YOUR OBJECTIVE =
Reproduce all of the data below verbatim, line for line.

================

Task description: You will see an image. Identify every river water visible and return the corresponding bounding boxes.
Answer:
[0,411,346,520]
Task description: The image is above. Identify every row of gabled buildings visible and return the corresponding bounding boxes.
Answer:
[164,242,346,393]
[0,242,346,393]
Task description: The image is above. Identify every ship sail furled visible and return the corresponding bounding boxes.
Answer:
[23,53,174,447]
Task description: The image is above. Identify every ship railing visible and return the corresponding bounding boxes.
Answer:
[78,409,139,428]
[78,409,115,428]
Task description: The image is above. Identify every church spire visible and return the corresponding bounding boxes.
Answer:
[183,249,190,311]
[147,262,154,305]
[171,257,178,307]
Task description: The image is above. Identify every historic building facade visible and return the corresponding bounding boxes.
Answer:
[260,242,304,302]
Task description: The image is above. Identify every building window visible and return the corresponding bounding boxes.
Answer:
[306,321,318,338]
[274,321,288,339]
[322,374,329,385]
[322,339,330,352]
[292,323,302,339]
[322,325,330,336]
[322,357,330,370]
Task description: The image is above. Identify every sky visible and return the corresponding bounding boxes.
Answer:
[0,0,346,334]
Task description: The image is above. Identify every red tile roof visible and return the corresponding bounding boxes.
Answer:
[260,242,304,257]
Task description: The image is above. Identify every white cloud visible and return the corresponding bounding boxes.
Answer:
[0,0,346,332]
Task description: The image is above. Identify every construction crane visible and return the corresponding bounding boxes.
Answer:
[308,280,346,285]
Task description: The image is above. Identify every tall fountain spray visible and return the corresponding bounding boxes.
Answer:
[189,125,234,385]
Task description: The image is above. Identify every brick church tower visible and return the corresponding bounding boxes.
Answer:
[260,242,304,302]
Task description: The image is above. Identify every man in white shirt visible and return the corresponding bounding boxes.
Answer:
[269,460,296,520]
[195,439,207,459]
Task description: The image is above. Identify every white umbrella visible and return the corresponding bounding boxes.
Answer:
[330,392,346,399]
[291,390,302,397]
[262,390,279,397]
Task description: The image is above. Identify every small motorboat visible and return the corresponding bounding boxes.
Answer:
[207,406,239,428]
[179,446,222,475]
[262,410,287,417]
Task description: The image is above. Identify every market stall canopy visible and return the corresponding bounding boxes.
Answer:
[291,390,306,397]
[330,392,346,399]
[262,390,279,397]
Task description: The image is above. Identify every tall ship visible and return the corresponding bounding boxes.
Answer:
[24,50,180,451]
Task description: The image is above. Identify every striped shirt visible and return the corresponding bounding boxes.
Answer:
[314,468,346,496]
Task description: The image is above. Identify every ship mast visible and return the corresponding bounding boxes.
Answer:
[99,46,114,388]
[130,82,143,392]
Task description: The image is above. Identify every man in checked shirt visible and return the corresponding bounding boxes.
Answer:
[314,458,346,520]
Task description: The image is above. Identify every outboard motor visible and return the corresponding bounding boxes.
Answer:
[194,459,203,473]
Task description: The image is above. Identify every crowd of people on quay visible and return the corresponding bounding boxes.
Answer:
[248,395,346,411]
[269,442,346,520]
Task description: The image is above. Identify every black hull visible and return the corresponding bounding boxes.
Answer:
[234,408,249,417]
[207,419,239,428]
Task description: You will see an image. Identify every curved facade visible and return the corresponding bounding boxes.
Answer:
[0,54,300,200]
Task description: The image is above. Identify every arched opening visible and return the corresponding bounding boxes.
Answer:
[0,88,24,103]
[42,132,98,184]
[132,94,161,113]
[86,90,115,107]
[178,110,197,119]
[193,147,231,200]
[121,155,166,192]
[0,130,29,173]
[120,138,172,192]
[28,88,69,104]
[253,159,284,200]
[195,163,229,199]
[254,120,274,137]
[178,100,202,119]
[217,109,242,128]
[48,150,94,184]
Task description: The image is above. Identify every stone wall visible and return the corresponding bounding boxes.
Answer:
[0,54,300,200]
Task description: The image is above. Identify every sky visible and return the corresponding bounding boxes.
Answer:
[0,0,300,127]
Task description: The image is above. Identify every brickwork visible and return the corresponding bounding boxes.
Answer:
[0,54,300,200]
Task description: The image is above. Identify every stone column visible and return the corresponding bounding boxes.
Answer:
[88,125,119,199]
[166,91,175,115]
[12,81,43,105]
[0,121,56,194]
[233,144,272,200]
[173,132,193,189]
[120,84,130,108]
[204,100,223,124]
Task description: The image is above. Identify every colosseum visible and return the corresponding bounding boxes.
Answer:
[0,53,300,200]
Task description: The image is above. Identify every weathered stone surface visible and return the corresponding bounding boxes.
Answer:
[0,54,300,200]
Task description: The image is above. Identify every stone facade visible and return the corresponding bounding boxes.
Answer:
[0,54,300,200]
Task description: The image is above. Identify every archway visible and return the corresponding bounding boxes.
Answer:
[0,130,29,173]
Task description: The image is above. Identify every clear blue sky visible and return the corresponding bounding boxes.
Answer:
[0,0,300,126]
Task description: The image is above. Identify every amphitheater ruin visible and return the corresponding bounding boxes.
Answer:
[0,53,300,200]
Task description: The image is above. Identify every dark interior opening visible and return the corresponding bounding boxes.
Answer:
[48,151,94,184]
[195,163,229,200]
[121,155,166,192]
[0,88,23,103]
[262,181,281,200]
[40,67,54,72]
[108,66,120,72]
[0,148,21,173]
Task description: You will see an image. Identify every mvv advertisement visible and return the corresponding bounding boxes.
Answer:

================

TASK SOLUTION =
Task description: You will see an image. Identify every river water visible and return the corresponding bounding boxes.
Answer:
[0,411,346,520]
Task description: The image is above. Identify every row of gabled buildings visible and return the corresponding bounding boxes.
Answer:
[164,242,346,393]
[0,242,346,393]
Task description: The image is above. Identify every ship sail furled visible and return the corresponding bounding boxes.
Answer:
[23,53,174,447]
Task description: The image is above. Identify every ship railing visible and return the corresponding bounding boxes.
Answer:
[78,409,139,428]
[78,409,115,428]
Task description: The image is above. Identify every church spire visible and return the corresponding bounding boxes.
Answer:
[183,249,190,311]
[147,262,154,305]
[171,257,178,307]
Task description: The image is above. Identify every historic building facade visible and return the corresponding bounding boxes.
Answer:
[260,242,304,302]
Task description: The image is above. Identify every building window visible and return the corresponding bounding boxes.
Answer:
[306,321,318,338]
[274,321,288,339]
[322,374,329,385]
[322,339,330,352]
[292,323,302,339]
[322,325,330,336]
[322,357,330,370]
Task description: The image is above. Identify every sky visible and return the corresponding bounding boxes.
Answer:
[0,0,346,334]
Task description: The image is above. Identify every red tile roof visible and return the corresponding bounding boxes.
Answer:
[260,242,304,257]
Task description: The image is above. Identify every white cloud visible and return the corresponding bounding boxes.
Answer:
[0,0,346,332]
Task description: The image is above. Identify every construction crane visible and return the corresponding bounding boxes.
Answer:
[308,280,346,285]
Task description: The image is above. Identify every tall fountain spray visible and return the corresponding bounding boxes.
Answer:
[189,125,234,385]
Task description: The image is above. Identify every brick church tower visible and return the corresponding bounding boxes.
Answer:
[260,242,304,302]
Task description: The image is above. Identify every man in white shirt visible and return the corresponding bounding boxes.
Answer:
[269,460,296,520]
[195,439,207,459]
Task description: The image is above. Identify every white umbrella visible and return the corresponding bounding boxes.
Answer:
[330,392,346,399]
[291,390,302,397]
[262,390,279,397]
Task description: The image is above. Identify every small motorboat visible and return the corresponding bounding boxes.
Answer:
[207,406,239,428]
[179,446,222,475]
[262,410,287,417]
Task description: The image is above. Identify every market stall canopy visible and return the corresponding bounding boxes.
Answer:
[291,390,306,397]
[330,392,346,399]
[262,390,279,397]
Task description: The image is above. Identify every tall ship visible and return the corresponding bounding boxes.
Answer:
[24,50,180,451]
Task description: The image is above. Identify every striped shirt visible and return the corresponding bounding boxes.
Answer:
[314,468,346,496]
Task description: The image is above. Identify every ship mast visible and return the corresponding bounding boxes.
Answer:
[99,46,114,388]
[130,82,143,392]
Task description: The image is above. Identify every man in checked shirt visible and return the corresponding bounding boxes.
Answer:
[314,458,346,520]
Task description: The image is above. Identify every outboard motor visible and return the corresponding bounding boxes.
Answer:
[194,459,203,473]
Task description: The image is above. Identify every crowd of people on quay visible and return the corresponding bounding boxes.
Answer:
[248,395,346,411]
[269,442,346,520]
Task description: The image is above. Identify every black hull visible and return the corresponding bounding boxes.
Answer:
[234,408,249,417]
[207,419,239,428]
Task description: You will see an image. Identify every curved facade visible and return the corresponding bounding boxes.
Answer:
[0,54,300,200]
Task description: The image is above. Identify every arched opening visible and return the corresponding bounding boxes.
Answer:
[0,88,24,103]
[42,132,98,184]
[132,94,161,113]
[86,90,115,107]
[178,110,197,119]
[193,147,231,200]
[121,155,166,192]
[0,130,29,173]
[120,138,172,192]
[28,88,69,104]
[253,159,284,200]
[195,163,229,199]
[254,120,274,137]
[178,100,202,119]
[217,109,242,128]
[48,150,94,184]
Task description: The image is above. Identify every stone wall visible and return the corresponding bounding boxes.
Answer:
[0,54,300,200]
Task description: The image is above. Identify every sky visible and return the corresponding bounding boxes.
Answer:
[0,0,300,127]
Task description: The image is above. Identify every brickwork visible and return the corresponding bounding boxes.
Answer:
[0,54,300,200]
Task description: The image is above. Identify every stone column visible and return the corresponding bounding boxes.
Answer:
[88,125,119,199]
[166,91,175,115]
[12,81,43,105]
[0,121,56,194]
[233,144,272,200]
[173,132,193,189]
[120,84,130,108]
[204,100,223,124]
Task description: The image is above. Identify every colosseum visible and return the corresponding bounding boxes.
Answer:
[0,53,300,200]
Task description: The image is above. Identify every weathered stone surface visible and return the corresponding bounding boxes.
Answer:
[0,54,300,200]
Task description: The image is above. Identify every stone facade visible and return the corresponding bounding boxes.
Answer:
[0,54,300,200]
Task description: The image is above. Identify every archway visible and return the corresponding bounding boxes.
Answer:
[0,130,29,173]
Task description: The image is above. Identify every clear blue sky visible and return the corresponding bounding boxes.
Answer:
[0,0,300,126]
Task description: The image is above. Identify every amphitheater ruin visible and return the corresponding bounding boxes.
Answer:
[0,53,300,200]
Task description: The image is above. Identify every dark interior opening visible and return the corresponding bounding boxes.
Answer:
[48,151,94,184]
[195,163,229,200]
[121,155,166,192]
[0,88,23,103]
[262,181,281,200]
[40,67,54,72]
[108,66,120,72]
[0,148,21,173]
Task description: You will see an image. Identify every mvv advertisement visible and return the corresponding bounding boxes.
Answer:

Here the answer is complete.